### What you should do
Give back every record precisely.

_ _ _ _ _ _ _

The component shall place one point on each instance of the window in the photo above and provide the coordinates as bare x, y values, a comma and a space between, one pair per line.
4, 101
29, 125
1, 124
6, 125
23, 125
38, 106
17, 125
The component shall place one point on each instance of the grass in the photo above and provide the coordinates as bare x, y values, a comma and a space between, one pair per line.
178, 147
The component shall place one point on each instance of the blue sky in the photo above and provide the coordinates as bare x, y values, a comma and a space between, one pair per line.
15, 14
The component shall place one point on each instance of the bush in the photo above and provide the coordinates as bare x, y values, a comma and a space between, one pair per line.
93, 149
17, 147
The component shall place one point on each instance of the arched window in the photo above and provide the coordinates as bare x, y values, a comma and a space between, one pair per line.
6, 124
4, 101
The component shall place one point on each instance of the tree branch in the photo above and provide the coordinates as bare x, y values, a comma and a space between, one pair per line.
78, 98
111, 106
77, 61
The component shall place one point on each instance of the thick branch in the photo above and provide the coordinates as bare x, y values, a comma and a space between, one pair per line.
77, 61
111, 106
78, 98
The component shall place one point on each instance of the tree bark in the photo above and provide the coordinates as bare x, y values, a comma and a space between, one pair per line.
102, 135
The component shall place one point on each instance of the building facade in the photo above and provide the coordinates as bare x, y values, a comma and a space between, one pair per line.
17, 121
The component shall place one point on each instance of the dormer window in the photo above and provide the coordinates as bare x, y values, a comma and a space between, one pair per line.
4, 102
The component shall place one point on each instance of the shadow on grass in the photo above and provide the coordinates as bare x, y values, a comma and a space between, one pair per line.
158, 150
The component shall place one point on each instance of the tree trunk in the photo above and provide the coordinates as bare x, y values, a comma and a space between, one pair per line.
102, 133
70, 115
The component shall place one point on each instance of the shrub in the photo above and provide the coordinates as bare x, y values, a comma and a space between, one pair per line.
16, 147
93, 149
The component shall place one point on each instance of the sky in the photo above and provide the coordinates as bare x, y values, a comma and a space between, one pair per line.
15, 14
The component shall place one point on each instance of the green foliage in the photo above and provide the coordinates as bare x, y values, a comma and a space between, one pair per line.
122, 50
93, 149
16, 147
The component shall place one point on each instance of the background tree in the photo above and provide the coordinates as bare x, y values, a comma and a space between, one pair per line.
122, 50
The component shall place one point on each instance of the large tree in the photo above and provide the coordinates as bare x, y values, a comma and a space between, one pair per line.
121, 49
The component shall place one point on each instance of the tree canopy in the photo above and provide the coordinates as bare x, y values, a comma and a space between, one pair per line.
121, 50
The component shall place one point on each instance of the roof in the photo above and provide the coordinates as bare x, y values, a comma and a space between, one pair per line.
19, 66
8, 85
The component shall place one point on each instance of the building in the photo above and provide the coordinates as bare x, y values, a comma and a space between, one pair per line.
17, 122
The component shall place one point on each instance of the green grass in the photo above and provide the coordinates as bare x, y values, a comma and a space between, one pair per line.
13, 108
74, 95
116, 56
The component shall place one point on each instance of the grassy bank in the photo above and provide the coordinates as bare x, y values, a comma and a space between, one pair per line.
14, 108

_ _ _ _ _ _ _

### Your solution
The component shall place one point on each instance of the window in the photo above and provide the coordinates as bare x, y values, a comma and a space between, one pair per line.
4, 101
29, 125
1, 124
6, 125
23, 125
38, 106
17, 125
The component shall place one point on each instance of the grass in the photo above and provide the coordinates as bare x, y values, a comma and a space between, one pair per line.
178, 147
The component shall place one point on each instance of the blue sky in the photo above and provide the coordinates as bare x, y values, a comma and a space between, one pair per line.
15, 14
The component shall place one point on each instance of the bush in the photo above and provide the coordinates as bare x, y values, a comma and a space between, one pair per line.
93, 149
17, 147
The component shall place one point on each instance of the arched window in the photo above and provide the coordinates as bare x, y values, a comma and a space between, one pair per line.
6, 124
4, 101
The component shall place one point on each instance of the tree branch in the photo above and provide the coordinates as bare x, y values, a comma and a space between, one pair per line.
78, 98
111, 106
77, 61
The component shall place one point on each instance of the thick branch in the photo above and provide the coordinates as bare x, y values, a comma and a space between, one pair per line.
77, 61
111, 106
78, 98
The component shall place one point on each instance of the tree bark in the photo above and provide the coordinates as bare x, y values, a comma and a space between, one pair per line.
102, 135
The component shall place one point on each instance of the building facade in the photo above and provide the coordinates as bare x, y values, a comma and a space between, one pair per line.
17, 121
The component shall place one point on each instance of the dormer window in the photo above and provide the coordinates as bare x, y values, a comma and a space between, one pair per line.
4, 102
The component shall place one point on each instance of the shadow on grass in the photo above and provide the coordinates as bare x, y values, a comma and a space between, one pair per line.
158, 150
The component shall place one point on each instance of the tree trunk in the photo above and provide the coordinates as bare x, y values, a comma and a space between, one pair per line.
102, 133
70, 115
The component shall place one point on each instance of the shrub in the photo above and provide the coordinates as bare x, y values, a comma and a space between, one pair per line.
16, 147
93, 149
The component shall place one point on each instance of the sky in the photo above and provide the coordinates as bare x, y values, a comma and a space between, one pair per line.
15, 14
The component shall place one point on each instance of the green foliage in the photo above and provide the coordinates as bare x, y values, a comma and a space between, one pair per line.
122, 50
93, 149
16, 147
The component shall place one point on each instance of the background tree in the photo above and provide the coordinates as bare x, y values, a comma and a space between, one pair per line.
122, 50
The component shall place one point on each instance of the large tree in the photo above and provide the coordinates as bare x, y values, a comma and a space between, one pair per line.
121, 49
The component shall place one point on each instance of the tree canopy in the photo above and provide the coordinates as bare x, y values, a comma and a space between, one pair per line.
121, 50
The component shall place one point on each instance of the roof in the photo above and provide the coordinates as bare x, y values, a comma and a space between, one pair per line.
19, 66
8, 85
The component shall place one point on each instance of the building in the photo above and provide the coordinates as bare x, y values, a comma and a space between, one pair per line.
17, 122
The component shall place one point on each instance of the green grass in the photo above and provide the coordinates as bare x, y values, a comma and a space between, one pair per line.
13, 108
74, 95
116, 56
The component shall place one point on each instance of the grassy bank in the photo above and provide the coordinates as bare x, y values, a comma and a space between, one pair per line.
14, 108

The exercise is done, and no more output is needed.